(Point annotation dataset items)
---------------

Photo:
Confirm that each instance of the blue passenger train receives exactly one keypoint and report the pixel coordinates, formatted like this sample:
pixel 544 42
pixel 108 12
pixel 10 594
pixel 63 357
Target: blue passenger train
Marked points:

---------------

Given exercise ->
Print every item above line for line, changing nothing.

The solution ->
Photo:
Confirm that each instance of the blue passenger train receives exactly one keypoint and report the pixel coordinates, formatted like this sample:
pixel 544 42
pixel 108 12
pixel 10 594
pixel 63 357
Target: blue passenger train
Marked points:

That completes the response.